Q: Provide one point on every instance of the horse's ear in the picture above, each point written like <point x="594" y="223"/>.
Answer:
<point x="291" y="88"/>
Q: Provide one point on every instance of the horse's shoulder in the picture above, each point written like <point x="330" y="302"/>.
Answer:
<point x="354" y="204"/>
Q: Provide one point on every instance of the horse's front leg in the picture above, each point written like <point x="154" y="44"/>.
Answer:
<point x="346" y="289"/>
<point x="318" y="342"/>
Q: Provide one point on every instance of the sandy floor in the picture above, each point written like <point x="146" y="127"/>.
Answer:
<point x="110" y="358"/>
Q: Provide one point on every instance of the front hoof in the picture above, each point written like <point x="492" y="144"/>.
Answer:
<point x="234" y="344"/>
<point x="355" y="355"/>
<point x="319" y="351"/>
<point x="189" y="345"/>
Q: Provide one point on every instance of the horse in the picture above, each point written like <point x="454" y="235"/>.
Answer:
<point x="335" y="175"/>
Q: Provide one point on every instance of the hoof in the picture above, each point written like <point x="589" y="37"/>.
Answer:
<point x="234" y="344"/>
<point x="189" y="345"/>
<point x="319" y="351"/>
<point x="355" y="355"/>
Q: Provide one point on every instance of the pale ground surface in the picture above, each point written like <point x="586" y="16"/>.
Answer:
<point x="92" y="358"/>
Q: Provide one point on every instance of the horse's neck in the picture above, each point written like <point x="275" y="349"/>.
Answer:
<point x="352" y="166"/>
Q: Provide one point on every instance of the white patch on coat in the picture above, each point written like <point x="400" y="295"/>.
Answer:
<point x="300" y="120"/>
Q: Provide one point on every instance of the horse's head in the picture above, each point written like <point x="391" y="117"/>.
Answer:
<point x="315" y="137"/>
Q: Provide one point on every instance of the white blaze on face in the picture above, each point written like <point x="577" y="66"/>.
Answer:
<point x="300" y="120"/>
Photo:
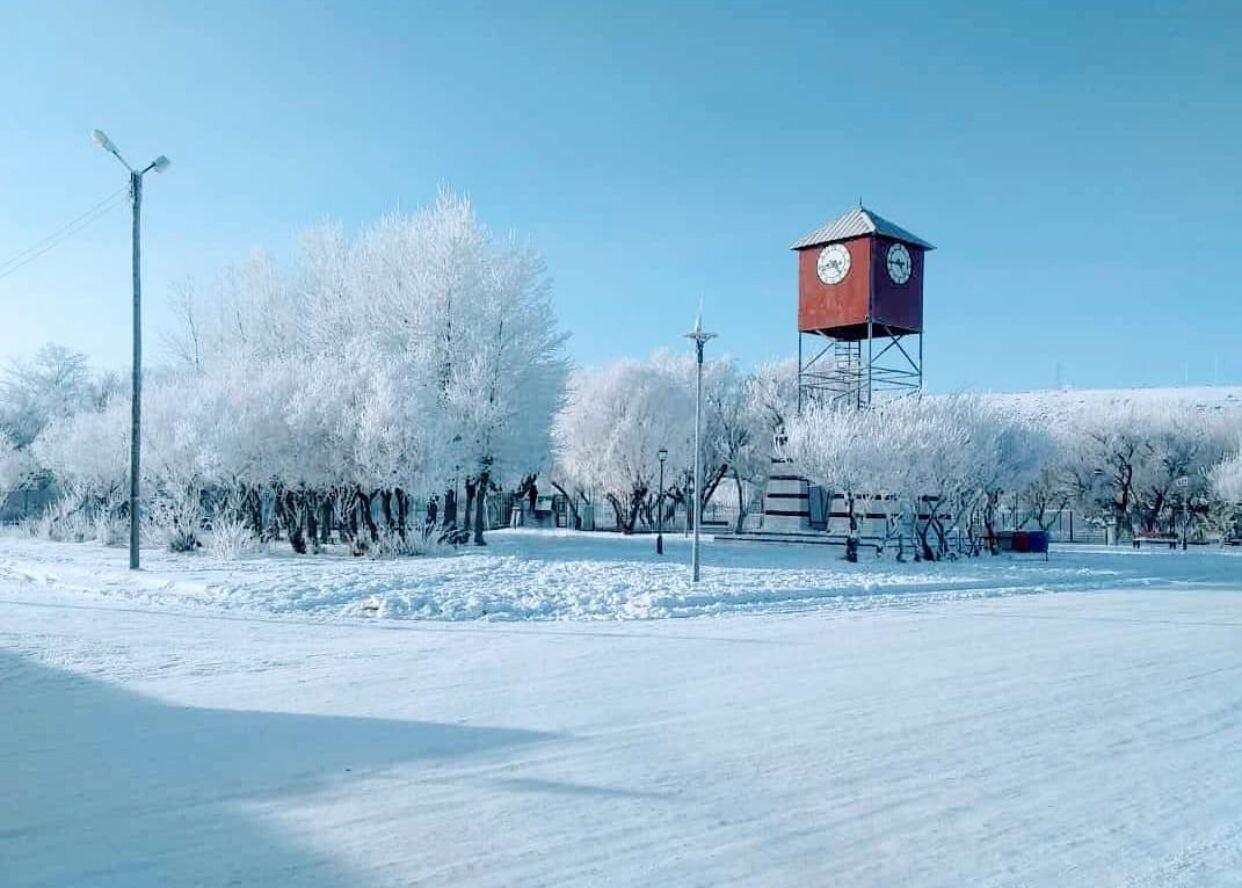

====================

__Task__. Extract each line of the data above that contains the word "white".

__Solved exercise__.
Q: Provide one point on every instance of the white patch on coat in the picture above, each point written like <point x="400" y="295"/>.
Q: Provide one point on every instance of the white blaze on face in the picture above, each point written like <point x="577" y="66"/>.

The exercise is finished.